(Extracted entries Opens)

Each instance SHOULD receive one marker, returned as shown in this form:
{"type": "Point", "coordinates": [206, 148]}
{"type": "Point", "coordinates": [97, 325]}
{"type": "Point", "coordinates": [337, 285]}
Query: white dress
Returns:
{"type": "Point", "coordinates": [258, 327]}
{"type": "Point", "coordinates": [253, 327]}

(Extracted entries Closes)

## Assignment:
The whole listing must be reproduced exactly. Do not skip a line.

## Answer to this problem:
Each instance SHOULD receive one marker, returned as shown in this form:
{"type": "Point", "coordinates": [206, 148]}
{"type": "Point", "coordinates": [97, 325]}
{"type": "Point", "coordinates": [337, 285]}
Query: white dress
Returns:
{"type": "Point", "coordinates": [258, 327]}
{"type": "Point", "coordinates": [253, 327]}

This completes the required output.